▶ _EXERCISE DESCRIPTION_
Report every line of the entries below that contains the word "wall". Copy each such line in full.

Collection entries

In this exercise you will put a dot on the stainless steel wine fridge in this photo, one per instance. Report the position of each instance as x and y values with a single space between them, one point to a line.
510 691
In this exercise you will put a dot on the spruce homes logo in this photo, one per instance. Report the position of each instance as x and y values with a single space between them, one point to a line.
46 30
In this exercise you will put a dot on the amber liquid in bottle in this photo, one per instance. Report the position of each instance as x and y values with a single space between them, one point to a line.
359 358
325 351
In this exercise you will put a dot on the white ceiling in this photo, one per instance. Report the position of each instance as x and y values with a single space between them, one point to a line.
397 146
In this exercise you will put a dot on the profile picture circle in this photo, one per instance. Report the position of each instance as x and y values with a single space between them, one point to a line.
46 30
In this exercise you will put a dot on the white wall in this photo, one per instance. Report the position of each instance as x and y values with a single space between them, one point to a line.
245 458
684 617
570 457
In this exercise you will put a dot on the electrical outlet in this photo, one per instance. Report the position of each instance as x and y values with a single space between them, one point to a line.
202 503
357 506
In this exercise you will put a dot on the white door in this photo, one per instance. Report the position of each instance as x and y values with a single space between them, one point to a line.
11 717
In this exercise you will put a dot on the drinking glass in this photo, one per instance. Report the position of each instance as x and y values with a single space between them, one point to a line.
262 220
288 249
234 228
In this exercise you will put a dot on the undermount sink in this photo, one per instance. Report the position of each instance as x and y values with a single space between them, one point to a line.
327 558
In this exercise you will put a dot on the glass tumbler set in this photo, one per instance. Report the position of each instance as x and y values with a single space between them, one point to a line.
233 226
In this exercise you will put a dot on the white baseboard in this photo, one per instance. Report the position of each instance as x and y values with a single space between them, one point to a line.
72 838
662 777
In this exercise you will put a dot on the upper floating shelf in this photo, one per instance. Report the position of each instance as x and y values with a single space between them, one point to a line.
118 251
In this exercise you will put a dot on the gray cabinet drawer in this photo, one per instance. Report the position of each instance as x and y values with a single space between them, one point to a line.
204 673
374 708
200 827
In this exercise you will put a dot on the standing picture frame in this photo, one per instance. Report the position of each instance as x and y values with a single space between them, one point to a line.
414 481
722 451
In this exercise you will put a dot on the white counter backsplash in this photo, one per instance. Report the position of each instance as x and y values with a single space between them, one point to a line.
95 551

==

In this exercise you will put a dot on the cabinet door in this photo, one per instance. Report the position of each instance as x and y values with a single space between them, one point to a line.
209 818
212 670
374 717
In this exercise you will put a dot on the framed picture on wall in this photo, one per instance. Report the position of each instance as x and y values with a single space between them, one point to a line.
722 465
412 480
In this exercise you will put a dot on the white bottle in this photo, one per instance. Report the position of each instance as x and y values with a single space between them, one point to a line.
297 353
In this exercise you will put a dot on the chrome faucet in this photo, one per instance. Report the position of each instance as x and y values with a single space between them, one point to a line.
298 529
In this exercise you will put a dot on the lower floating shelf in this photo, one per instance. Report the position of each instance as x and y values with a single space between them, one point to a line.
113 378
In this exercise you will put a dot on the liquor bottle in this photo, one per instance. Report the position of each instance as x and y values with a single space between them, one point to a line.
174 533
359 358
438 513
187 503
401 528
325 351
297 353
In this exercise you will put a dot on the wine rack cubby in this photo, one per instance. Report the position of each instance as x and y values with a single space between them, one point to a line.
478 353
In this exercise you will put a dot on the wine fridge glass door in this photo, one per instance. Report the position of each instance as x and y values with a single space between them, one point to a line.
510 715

▶ _FULL ANSWER_
In this exercise you will put a dot on the white wall in this photo, one per instance. Report the position of each instance as x and y values with a single space between them, one point to a line.
In this exercise you will put a dot on the framed picture on wall in this photo, one per instance. Report the position of each instance as x and y values with a single space between them, one point to a line.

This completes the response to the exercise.